- [Objective]:
Reproduce the following records line for line, without any changes.

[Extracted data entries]
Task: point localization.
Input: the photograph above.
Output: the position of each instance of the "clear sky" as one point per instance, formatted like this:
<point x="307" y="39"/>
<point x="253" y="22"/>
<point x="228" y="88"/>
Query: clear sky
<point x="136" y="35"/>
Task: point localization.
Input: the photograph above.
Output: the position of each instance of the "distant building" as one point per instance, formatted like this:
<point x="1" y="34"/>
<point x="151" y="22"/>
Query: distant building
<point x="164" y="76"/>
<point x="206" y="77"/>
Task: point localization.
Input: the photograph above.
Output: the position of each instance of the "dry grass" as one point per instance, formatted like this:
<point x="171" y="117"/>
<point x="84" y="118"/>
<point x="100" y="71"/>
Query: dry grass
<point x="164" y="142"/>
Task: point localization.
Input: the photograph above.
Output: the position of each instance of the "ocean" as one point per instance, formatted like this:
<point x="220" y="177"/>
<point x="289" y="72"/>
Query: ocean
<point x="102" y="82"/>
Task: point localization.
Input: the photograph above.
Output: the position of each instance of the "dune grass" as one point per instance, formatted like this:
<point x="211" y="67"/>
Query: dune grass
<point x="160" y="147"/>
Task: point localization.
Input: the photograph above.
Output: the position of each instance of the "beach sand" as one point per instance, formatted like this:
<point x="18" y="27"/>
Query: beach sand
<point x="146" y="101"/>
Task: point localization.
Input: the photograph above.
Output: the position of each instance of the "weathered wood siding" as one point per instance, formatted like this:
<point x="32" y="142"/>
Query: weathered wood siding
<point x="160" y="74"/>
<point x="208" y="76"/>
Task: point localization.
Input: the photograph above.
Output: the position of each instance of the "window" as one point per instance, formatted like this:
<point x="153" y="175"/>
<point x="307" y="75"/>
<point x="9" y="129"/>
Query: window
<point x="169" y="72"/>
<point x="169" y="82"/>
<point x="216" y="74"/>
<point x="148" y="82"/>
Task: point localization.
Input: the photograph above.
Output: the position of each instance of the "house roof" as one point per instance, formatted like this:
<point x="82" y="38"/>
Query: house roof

- [Result for this exercise]:
Task: point localization.
Input: the photograph above.
Output: the position of each instance of the "clear sky" as one point per instance, formatted like this:
<point x="307" y="39"/>
<point x="253" y="22"/>
<point x="228" y="88"/>
Query: clear sky
<point x="136" y="35"/>
Task: point localization.
Input: the photograph above.
Output: the position of each instance of the "distant building" as one point per instance, formatted like this:
<point x="1" y="34"/>
<point x="151" y="22"/>
Query: distant building
<point x="164" y="76"/>
<point x="206" y="77"/>
Task: point localization.
Input: the photograph above.
Output: the position of each instance of the "dry grass" as one point per instance, formatted like this:
<point x="171" y="117"/>
<point x="84" y="118"/>
<point x="100" y="71"/>
Query: dry grass
<point x="164" y="142"/>
Task: point localization.
Input: the photograph above.
Output: the position of each instance of the "ocean" as one point per instance, formatted like this:
<point x="220" y="177"/>
<point x="289" y="72"/>
Query: ocean
<point x="102" y="82"/>
Task: point localization.
Input: the photograph above.
Output: the position of each instance of the "dune grass" as one point per instance, formatted like this:
<point x="211" y="67"/>
Query: dune grass
<point x="160" y="147"/>
Task: point localization.
Input: the photograph above.
Output: the position of each instance of the "beach sand" as one point per instance, formatted like this:
<point x="18" y="27"/>
Query: beach sand
<point x="146" y="101"/>
Task: point localization.
Input: the photograph above.
Output: the position of each instance of the "weathered wood siding" as one point per instance, formatted like this:
<point x="32" y="142"/>
Query: weathered wood siding
<point x="160" y="74"/>
<point x="208" y="76"/>
Task: point localization.
Input: the photograph above.
Output: the position of each instance of the "window" as one point per instance, formatted like this:
<point x="153" y="175"/>
<point x="307" y="75"/>
<point x="9" y="129"/>
Query: window
<point x="169" y="72"/>
<point x="169" y="82"/>
<point x="216" y="74"/>
<point x="148" y="82"/>
Task: point localization.
Input: the photograph above.
Output: the position of each instance of the "house roof" as one point per instance, formatted like this:
<point x="82" y="38"/>
Query: house roof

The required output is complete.